[Task instructions]:
In the post about coneflowers, reproduce word for word the passage from "Tuesday 23 November" up to and including "post it here.".

Tuesday 23 November 2010
Coneflowerstorm
This amazing video is by Marco van Noort, Dutch nurseryman and plant breeder, whose website can be found here (if you can't cope with Dutch the option to translate it into English is in the top right corner of the page, though the content is not quite the same). Thanks to Marco for allowing me to post it here.
The developments in Echinacea over the past ten years or so have been astonishing, including the emergence of doubles in E. purpurea, the first of the coloured hybrids, and now the combinations of characters seen here. Despite the example seen in Marco's video, of fine clumps thriving in the open ground, it is unfortunate that one very seldom sees established thriving clumps of any of the hybrids in gardens, despite huge numbers being sold annually. It seems that they are very easy for nurserymen to grow in pots but that they then fail to establish properly in the ground, and do not reappear next spring. I have heard suggestions that this is because nursery stock is grown in peat-based composts, or that the plants are not vigorous enough and exhaust themselves with their first few flowers. Matt Bishop at the Garden House in Devon, reports that he has had some success by planting plugs and cutting off the flowers until the plant has become properly established - this seems a very sensible course of action. It is possible, however, that continued selection of second or later generation hybrids will yield selections that have more of the desirable longevity of E. purpurea and less of the short-lived E. paradoxa in their constitution - one certainly hopes so.

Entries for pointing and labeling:
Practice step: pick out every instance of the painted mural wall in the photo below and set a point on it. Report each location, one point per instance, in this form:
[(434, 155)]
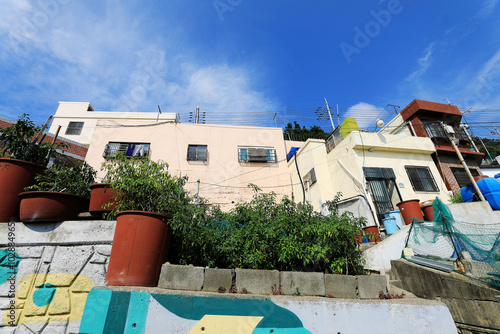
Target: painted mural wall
[(52, 279)]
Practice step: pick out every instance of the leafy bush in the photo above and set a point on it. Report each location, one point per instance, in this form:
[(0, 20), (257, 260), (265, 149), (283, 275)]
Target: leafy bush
[(145, 185), (19, 142), (62, 178), (266, 234)]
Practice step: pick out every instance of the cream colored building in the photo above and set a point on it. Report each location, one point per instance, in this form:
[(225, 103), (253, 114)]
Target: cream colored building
[(78, 120), (224, 158), (372, 171)]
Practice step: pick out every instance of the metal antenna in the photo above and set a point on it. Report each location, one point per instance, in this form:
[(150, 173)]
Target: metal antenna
[(321, 112), (394, 106)]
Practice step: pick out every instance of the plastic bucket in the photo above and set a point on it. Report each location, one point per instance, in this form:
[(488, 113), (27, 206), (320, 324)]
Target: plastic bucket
[(410, 209), (390, 225), (396, 214)]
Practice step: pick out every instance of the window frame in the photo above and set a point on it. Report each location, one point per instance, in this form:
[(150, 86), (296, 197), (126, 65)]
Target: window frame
[(198, 155), (74, 128), (243, 155), (418, 185), (123, 147)]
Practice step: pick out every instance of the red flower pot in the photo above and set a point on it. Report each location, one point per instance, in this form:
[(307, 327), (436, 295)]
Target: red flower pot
[(410, 209), (50, 206), (100, 194), (140, 247), (15, 175)]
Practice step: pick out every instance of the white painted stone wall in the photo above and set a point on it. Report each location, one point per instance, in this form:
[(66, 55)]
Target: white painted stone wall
[(71, 256)]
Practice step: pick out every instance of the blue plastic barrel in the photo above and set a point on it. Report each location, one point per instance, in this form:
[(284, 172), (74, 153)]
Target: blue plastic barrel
[(390, 225), (396, 214)]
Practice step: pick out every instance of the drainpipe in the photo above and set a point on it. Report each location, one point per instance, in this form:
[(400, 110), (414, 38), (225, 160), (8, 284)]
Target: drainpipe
[(462, 161), (364, 190)]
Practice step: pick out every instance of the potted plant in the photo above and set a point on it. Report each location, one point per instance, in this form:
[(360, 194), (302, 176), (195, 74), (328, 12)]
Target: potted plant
[(21, 158), (61, 193), (147, 196)]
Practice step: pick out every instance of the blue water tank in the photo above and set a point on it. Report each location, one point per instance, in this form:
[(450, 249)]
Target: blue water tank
[(490, 188), (290, 154)]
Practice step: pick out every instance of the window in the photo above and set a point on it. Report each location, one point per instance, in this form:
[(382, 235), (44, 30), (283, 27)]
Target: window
[(256, 154), (137, 150), (382, 184), (461, 175), (74, 128), (421, 178), (197, 153), (434, 130)]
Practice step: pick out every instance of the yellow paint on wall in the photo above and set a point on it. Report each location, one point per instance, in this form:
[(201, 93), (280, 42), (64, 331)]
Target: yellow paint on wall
[(68, 302), (215, 324)]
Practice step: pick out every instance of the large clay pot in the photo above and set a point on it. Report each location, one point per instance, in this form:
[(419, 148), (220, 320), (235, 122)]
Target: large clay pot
[(372, 233), (140, 247), (15, 175), (410, 209), (50, 206), (100, 194)]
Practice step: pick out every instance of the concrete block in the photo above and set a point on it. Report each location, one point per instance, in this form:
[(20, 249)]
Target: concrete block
[(257, 281), (177, 277), (369, 286), (308, 284), (215, 278), (341, 286)]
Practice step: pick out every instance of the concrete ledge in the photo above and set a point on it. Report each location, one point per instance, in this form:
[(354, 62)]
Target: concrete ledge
[(340, 286), (257, 281), (369, 286), (216, 278), (176, 277), (300, 283)]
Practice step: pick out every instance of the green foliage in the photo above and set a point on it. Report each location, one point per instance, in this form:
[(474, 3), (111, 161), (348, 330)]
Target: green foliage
[(18, 142), (145, 185), (266, 234), (62, 178), (456, 198), (297, 132)]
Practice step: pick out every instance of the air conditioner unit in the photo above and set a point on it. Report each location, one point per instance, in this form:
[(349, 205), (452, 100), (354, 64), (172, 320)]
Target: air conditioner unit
[(449, 129), (257, 155)]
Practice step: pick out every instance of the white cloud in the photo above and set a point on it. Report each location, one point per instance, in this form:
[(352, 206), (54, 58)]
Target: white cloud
[(423, 64), (109, 57), (364, 113)]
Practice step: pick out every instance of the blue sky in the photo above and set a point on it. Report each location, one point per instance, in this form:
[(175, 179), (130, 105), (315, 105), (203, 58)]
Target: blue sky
[(242, 61)]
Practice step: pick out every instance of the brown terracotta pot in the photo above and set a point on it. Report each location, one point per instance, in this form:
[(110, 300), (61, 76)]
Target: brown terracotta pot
[(372, 233), (50, 206), (100, 194), (410, 209), (140, 247), (15, 175)]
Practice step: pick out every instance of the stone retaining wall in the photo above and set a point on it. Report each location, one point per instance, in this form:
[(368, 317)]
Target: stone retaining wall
[(271, 282)]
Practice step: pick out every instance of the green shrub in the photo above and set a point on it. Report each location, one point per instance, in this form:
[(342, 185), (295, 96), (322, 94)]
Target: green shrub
[(19, 142), (62, 178), (266, 234)]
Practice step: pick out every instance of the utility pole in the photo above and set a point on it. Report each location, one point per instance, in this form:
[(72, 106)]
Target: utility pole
[(394, 106), (462, 161), (321, 112)]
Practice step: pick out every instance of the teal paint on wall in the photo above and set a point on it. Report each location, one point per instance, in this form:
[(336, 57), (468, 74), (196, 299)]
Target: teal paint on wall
[(44, 295), (117, 312), (95, 312), (9, 262), (137, 313), (110, 312)]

[Task answer]:
Tuesday 23 November 2010
Coneflowerstorm
This amazing video is by Marco van Noort, Dutch nurseryman and plant breeder, whose website can be found here (if you can't cope with Dutch the option to translate it into English is in the top right corner of the page, though the content is not quite the same). Thanks to Marco for allowing me to post it here.